__Work instructions__.
A - In the forum thread on DML panels, what kind of tape does the poster use when mounting exciters so they can be reused?
B - Extend the forum thread on DML panels, picking up right after its final sentence.

I don't remember if it was mentioned before but one interesting characteristic of DML is the level decreases with the distance more slowly than with a cone... at least in a living room. I have line arrays and it is about the same : -3db when doubling the distance compare to -6dB. Probably DML are better to that than line array because there is not the problem of comb filtering, interference because of the distance between the cones. the condition is probably to have only one panel with several exciters close to each other.
Below : SPL vs distance (up to 2m) yellow and green are standard loudspeaker (FRS8). the other are panels.
Christian
Eric,
From my tests with the different materials and their efficiency, I have an heuristic where efficiency = 5*log10(D/µ³) + 83 (nothing shows for now it is usable!)
When I test it with the data from your CF/balsa, it gives about 6 dB in favor of the CF/balsa compare to plywood so close to your 7dB observation which ok.
To have the balsa in between, the Young modulus of the balsa plywood should be 200 to 400MPa. Does this value make sens for you?
Christian
Yes, it will be a lot of testing to see how materials fare when it comes to power handling, but your data is still very helpful...thanks for sharing!
Can I ask, what signal did you use for that graph?
It makes sense that if you measure right in front of a speaker, the SPL is a result of the travel of the cone or panel. So if the cone moves 1mm at 1khz and the panel does the same, the SPL will never be higher on the panel due to a larger surface. But even if the waves are not stronger there will be more of them, resulting in more air moved even if the compression of the waves are the same.
The drop-off at 2 meters looks like around 8dB for XPS20 and 13dB for the FRS8. 5dB is a massive difference over a still relatively short distance!
Outdoors with a big area with many people, the effect visible in that graph will probably be multiplied many times.
I'm also interested in DML for home use, but I guess it can hard to quantify the effect of reducing the panel size. There I care more about perhaps relatively small differences in the perception than the loudness. If one want to feel like one is bathing in sound, perhaps a larger panel will help? Until I get some XPS to do my own experiments I'm just speculating, but my guess is that the smaller you go the more like a cone it will sound? My 500x400 PC panels certainly sound larger than my 300x300 printed, even if the printed sounds tighter and louder, but of course that is probably mostly due to the materials.
What is quantifiable and seems clear from your graphs over different size panels is that the small panels has a more jagged FR, so one would think they would sound a bit worse.
Concerning re-use of exciters:
I have been using the shiny metallic tape used for duct work.
1. Apply a thicker coat of PVA on the panel where you decide to place the exciter.
2. Take a piece of the tape large enough to accommodate the exciter but make it a bit longer to fold over on itself a tiny bit along one edge for help in removal later. (You can also stick this piece of tape to your pants leg a time or two to lessen the stickyness a bit which will help with removal. Test for yourself to see what works best for you on some scrap first because not all glues are made equal.)
3. Place the tape on the thick PVA location and burnish it secure.
4. Cut yourself a donut out of same type of tape and apply to the exciter mounting area burnishing it as well.

(Data entries)
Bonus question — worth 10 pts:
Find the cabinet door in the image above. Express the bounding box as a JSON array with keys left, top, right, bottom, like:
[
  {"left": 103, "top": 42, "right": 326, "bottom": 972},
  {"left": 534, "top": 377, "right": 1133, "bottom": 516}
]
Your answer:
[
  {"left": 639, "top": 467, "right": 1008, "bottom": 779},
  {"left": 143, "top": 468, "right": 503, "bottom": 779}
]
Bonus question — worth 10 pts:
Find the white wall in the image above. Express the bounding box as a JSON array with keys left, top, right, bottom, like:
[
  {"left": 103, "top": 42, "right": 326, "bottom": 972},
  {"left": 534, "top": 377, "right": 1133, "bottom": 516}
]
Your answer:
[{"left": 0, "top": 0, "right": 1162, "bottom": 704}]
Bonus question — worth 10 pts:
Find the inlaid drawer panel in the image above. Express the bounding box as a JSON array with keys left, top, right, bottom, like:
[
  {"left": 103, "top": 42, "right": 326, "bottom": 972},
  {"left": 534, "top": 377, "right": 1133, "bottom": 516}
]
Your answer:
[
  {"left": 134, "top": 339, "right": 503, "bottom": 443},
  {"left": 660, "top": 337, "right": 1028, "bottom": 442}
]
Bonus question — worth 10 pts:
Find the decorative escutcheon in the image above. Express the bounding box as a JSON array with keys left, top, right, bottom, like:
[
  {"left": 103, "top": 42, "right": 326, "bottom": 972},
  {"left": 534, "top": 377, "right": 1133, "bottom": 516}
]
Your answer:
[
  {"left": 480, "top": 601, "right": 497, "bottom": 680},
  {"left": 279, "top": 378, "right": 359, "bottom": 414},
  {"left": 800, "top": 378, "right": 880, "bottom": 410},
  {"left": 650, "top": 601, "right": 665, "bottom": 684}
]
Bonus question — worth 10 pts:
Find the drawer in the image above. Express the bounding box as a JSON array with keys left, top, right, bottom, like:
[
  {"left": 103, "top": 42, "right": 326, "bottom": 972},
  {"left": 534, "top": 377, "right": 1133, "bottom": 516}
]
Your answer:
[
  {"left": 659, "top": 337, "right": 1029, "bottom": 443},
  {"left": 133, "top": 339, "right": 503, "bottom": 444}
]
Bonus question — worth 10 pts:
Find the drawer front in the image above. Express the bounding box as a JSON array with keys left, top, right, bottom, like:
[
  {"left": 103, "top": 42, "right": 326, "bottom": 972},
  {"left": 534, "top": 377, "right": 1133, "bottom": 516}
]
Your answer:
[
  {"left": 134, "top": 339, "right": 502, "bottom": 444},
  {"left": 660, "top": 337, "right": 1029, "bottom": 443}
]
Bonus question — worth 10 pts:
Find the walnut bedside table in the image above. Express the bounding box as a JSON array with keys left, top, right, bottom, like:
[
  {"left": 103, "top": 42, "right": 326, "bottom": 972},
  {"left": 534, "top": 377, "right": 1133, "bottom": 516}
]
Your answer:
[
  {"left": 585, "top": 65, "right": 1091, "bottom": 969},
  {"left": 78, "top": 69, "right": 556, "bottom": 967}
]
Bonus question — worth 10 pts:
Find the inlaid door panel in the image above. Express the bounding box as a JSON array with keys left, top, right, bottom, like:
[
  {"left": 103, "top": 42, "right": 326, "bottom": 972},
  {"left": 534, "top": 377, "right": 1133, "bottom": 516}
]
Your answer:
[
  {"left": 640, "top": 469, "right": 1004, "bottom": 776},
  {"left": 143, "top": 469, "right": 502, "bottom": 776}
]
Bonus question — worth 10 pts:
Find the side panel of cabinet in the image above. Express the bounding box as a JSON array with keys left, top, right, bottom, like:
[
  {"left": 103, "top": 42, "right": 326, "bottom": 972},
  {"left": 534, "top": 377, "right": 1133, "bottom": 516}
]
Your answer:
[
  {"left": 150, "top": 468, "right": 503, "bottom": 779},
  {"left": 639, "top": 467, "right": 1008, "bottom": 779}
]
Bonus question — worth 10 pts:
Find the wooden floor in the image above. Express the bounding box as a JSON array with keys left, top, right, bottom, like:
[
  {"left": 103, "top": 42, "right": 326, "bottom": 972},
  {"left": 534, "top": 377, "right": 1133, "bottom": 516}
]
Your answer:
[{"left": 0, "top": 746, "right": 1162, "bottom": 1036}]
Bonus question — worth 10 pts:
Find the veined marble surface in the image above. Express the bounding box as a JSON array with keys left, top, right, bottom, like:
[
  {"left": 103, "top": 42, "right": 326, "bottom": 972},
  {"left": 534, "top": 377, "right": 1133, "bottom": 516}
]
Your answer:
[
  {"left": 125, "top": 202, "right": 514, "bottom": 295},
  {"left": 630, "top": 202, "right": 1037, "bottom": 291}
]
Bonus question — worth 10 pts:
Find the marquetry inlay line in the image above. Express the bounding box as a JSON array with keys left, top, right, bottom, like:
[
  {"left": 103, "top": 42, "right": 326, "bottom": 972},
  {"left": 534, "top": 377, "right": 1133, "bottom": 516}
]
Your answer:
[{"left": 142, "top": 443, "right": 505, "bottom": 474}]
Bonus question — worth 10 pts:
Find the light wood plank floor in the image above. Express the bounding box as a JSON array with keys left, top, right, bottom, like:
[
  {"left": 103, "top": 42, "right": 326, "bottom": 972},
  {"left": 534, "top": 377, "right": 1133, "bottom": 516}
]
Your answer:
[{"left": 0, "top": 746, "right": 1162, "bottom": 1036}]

__Answers to the exercise__.
A - The shiny metallic tape used for duct work.

B -
5. I have been using just a thin film of the 5 min. epoxy to adhere the two.
6. After testing, get under that flap you created on the panel tape and carefully peel it away from the PVA . I use a dull, rounded end exacto knife. Peel tapes from exciter and you're ready to move on.
I've done this many times with only one incident where I had sanded my EPS panel super thin at the exciter placement point and it broke the EPS during extraction. Hopes this helps.
I have been using the shiny metallic tape used for duct work.
1. Apply a thicker coat of PVA on the panel where you decide to place the exciter.
2. Take a piece of the tape large enough to accommodate the exciter but make it a bit longer to fold over on itself a tiny bit along one edge for help in removal later. (You can also stick this piece of tape to your pants leg a time or two to lessen the stickyness a bit which will help with removal. Test for yourself to see what works best for you on some scrap first because not all glues are made equal.)
3. Place the tape on the thick PVA location and burnish it secure.
4. Cut yourself a donut out of same type of tape and apply to the exciter mounting area burnishing it as well.
5. I have been using just a thin film of the 5 min. epoxy to adhere the two.
6. After testing, get under that flap you created on the panel tape and carefully peel it away from the PVA . I use a dull, rounded end exacto knife. Peel tapes from exciter and you're ready to move on.
I've done this many times with only one incident where I had sanded my EPS panel super thin at the exciter placement point and it broke the EPS during extraction. Hopes this helps.
Christian.
I have posted many pictures of the hump in the 10k to 20k on various ply panels over the years.
even when I used the strip of paper to tame this response in the coil area ,the edges of the panel were still radiating the 10k to 20k hump ?
with a hard 4 foot materials such as ply the hf seems to travel longer distance through the material to the edge of the panel so that the whole panel is radiating up to 20k
a four foot 1mm card panel would have no hope of doing this.
These are two extremes and are easy to measure.
Steve.
I have posted many pictures of the hump in the 10k to 20k on various ply panels over the years.
even when I used the strip of paper to tame this response in the coil area ,the edges of the panel were still radiating the 10k to 20k hump ?
with a hard 4 foot materials such as ply the hf seems to travel longer distance through the material to the edge of the panel so that the whole panel is radiating up to 20k
a four foot 1mm card panel would have no hope of doing this.
These are two extremes and are easy to measure.
Steve.
KoAP .
Thanks for the tip.
I was thinking of using the tech ingredients method of applying the epoxy and then laying the cloth onto the epoxy ,they say this prevents bubbles ?
This is for the 5mm xps.
Also I need the thinnest cloth ?
Do you have any idea what grade or name this would have in the UK ?
it difficult to know what to order, Unless you know what you are looking for ?
I don't want to make the panel too rigid, just with the epoxy seems about fine.
But until I try it , I won't be sure ?
Steve.
Thanks for the tip.
I was thinking of using the tech ingredients method of applying the epoxy and then laying the cloth onto the epoxy ,they say this prevents bubbles ?
This is for the 5mm xps.
Also I need the thinnest cloth ?
Do you have any idea what grade or name this would have in the UK ?
it difficult to know what to order, Unless you know what you are looking for ?
I don't want to make the panel too rigid, just with the epoxy seems about fine.
But until I try it , I won't be sure ?
Steve.
Christian.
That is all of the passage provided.